Dataset entries:
● ● ●
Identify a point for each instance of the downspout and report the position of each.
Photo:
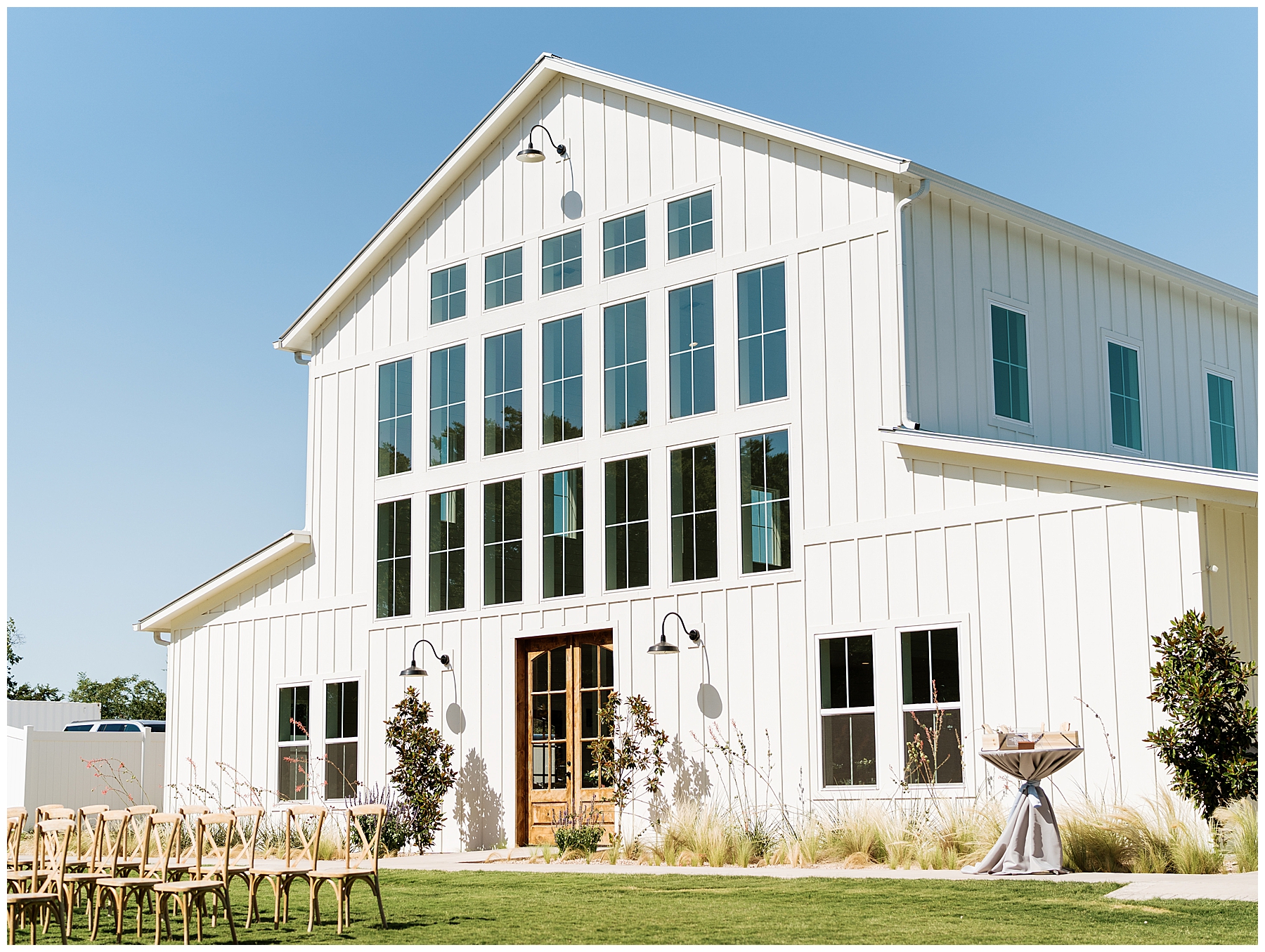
(902, 330)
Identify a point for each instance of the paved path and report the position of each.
(1135, 885)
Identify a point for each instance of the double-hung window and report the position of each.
(562, 504)
(694, 514)
(624, 244)
(395, 417)
(1221, 422)
(448, 405)
(1126, 396)
(848, 754)
(624, 359)
(448, 550)
(342, 738)
(762, 334)
(502, 278)
(691, 351)
(931, 706)
(502, 542)
(395, 558)
(765, 501)
(559, 262)
(502, 393)
(562, 344)
(628, 523)
(689, 226)
(448, 294)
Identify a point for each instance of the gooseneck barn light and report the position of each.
(533, 155)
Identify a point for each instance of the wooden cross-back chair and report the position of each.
(160, 838)
(46, 894)
(297, 863)
(362, 868)
(213, 849)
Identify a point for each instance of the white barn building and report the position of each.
(863, 425)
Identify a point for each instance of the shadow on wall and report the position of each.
(480, 811)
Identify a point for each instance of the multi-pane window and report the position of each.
(502, 542)
(689, 226)
(1221, 422)
(502, 278)
(1010, 365)
(559, 262)
(395, 417)
(1126, 398)
(502, 392)
(765, 500)
(448, 294)
(395, 554)
(624, 244)
(447, 550)
(624, 359)
(342, 738)
(762, 334)
(563, 384)
(694, 514)
(931, 706)
(292, 743)
(848, 754)
(628, 528)
(448, 405)
(562, 504)
(691, 351)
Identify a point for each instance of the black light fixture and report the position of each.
(413, 670)
(533, 155)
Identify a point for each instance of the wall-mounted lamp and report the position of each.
(413, 670)
(533, 155)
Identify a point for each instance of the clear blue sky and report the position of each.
(183, 183)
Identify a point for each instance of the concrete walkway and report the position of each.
(1135, 885)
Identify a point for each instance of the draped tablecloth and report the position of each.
(1030, 842)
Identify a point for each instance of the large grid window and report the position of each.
(624, 358)
(691, 351)
(762, 334)
(502, 542)
(562, 504)
(765, 500)
(448, 405)
(502, 278)
(447, 550)
(689, 226)
(1221, 422)
(848, 752)
(1010, 365)
(448, 294)
(395, 558)
(395, 417)
(1126, 397)
(559, 262)
(562, 397)
(694, 514)
(502, 393)
(342, 738)
(931, 706)
(624, 244)
(294, 743)
(628, 526)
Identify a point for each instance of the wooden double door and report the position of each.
(563, 681)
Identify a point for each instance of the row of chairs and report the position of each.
(161, 849)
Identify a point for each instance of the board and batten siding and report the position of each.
(1075, 295)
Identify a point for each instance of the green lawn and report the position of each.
(550, 908)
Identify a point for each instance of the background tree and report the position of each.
(1202, 686)
(424, 769)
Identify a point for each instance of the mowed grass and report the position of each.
(556, 908)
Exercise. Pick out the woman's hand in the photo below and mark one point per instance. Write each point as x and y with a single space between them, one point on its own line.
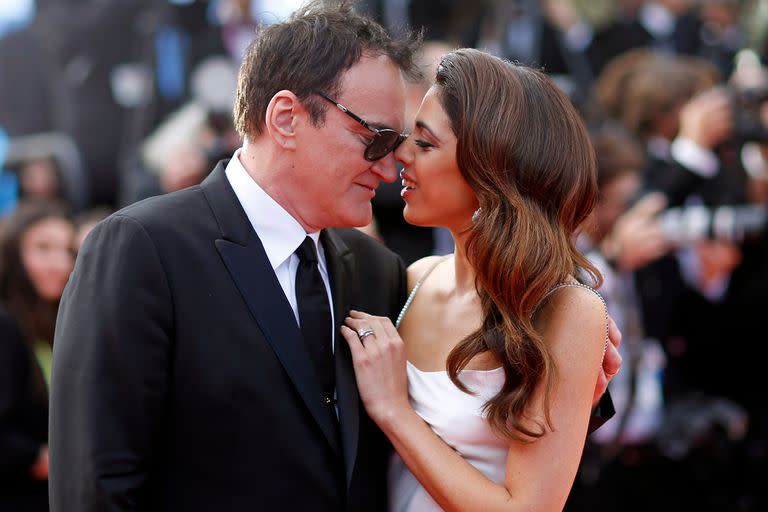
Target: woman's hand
379 361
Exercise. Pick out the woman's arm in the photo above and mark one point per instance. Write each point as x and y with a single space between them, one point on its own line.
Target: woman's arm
539 474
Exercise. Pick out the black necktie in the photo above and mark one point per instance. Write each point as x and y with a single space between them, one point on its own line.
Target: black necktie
315 317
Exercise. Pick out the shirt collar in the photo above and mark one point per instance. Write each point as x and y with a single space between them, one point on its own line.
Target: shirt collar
279 232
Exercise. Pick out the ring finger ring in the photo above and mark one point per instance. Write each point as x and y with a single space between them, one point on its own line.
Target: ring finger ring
363 332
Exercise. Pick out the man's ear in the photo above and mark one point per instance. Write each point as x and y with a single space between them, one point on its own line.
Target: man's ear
281 118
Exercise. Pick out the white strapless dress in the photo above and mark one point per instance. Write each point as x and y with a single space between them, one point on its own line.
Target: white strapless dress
456 417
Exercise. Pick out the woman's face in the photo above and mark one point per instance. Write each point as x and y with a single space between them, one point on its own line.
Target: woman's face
47 256
434 191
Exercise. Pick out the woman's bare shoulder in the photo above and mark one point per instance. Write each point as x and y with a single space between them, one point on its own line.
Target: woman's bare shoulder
418 269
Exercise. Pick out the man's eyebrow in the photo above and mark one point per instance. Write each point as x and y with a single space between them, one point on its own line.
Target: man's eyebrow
425 127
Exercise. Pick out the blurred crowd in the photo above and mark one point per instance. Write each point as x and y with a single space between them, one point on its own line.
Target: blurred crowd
106 102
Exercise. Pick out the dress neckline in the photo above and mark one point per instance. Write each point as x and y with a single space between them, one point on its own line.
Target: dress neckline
445 372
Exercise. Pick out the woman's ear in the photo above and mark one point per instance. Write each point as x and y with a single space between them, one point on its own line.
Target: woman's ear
280 121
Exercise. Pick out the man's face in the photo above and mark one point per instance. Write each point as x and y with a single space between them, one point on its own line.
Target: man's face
334 180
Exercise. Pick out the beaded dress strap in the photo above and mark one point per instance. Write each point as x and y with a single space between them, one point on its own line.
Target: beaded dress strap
586 287
415 289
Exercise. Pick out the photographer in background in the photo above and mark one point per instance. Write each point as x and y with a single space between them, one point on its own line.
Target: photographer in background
182 150
701 300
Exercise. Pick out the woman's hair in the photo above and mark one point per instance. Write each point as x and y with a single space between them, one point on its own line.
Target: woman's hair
524 150
37 317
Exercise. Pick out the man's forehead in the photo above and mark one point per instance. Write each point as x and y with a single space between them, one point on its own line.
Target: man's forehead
374 89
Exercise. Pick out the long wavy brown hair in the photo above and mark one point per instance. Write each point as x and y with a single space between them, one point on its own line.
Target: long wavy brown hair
524 150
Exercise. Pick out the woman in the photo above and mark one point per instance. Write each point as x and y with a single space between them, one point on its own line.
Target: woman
503 346
35 261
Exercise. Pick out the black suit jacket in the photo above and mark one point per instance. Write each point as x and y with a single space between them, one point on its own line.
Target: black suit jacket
180 378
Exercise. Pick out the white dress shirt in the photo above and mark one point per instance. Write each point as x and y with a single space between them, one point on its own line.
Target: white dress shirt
279 232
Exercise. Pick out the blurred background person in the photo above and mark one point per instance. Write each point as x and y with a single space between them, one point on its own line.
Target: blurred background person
36 259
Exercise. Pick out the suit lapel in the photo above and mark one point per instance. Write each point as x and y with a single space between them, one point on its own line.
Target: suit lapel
248 265
341 271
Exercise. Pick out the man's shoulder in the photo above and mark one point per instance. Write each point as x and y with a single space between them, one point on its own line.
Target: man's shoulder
360 243
160 207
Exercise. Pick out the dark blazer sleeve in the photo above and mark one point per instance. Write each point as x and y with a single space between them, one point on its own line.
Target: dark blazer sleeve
19 446
110 378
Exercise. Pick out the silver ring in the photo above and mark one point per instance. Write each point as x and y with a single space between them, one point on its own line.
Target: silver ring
365 331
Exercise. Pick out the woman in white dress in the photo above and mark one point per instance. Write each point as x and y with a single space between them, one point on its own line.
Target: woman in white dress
486 386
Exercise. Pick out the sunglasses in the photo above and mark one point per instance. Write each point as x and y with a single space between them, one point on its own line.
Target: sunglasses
385 140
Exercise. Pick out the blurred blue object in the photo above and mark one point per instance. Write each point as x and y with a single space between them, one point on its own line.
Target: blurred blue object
15 14
9 184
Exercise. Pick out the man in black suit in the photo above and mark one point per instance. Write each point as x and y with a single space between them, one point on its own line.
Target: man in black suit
182 378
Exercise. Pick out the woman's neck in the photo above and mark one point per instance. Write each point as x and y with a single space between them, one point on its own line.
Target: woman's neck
465 274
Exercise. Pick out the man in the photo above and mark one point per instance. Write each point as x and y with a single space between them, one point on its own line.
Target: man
185 377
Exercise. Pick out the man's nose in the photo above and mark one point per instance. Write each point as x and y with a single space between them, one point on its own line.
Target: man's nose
386 168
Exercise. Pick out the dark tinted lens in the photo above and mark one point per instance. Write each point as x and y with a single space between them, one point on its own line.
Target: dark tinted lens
383 142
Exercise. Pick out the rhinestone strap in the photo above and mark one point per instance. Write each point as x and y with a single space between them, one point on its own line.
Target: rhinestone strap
586 287
415 289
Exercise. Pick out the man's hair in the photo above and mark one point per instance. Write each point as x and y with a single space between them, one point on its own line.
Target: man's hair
307 54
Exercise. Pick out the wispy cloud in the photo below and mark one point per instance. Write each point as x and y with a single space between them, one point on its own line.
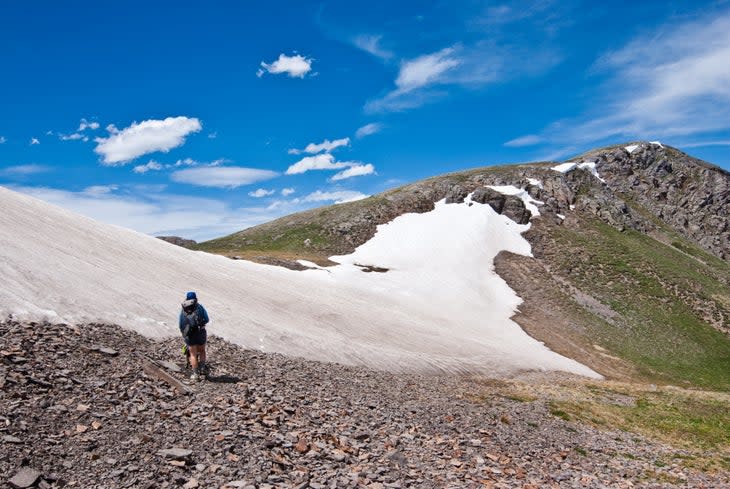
● ● ●
**To do:**
Using the records above, copy every line that has the word "below" in it.

**Task result:**
Exercise. Pick out the woman's hand in the photo below and mark one point per instance. Write each point as x and y with a single space between them, one point on its own line.
Exercise. Pick out the wispy cloud in the photo below and mark one point per instance. Write each point as x and y with a single space between them, one point on its own line.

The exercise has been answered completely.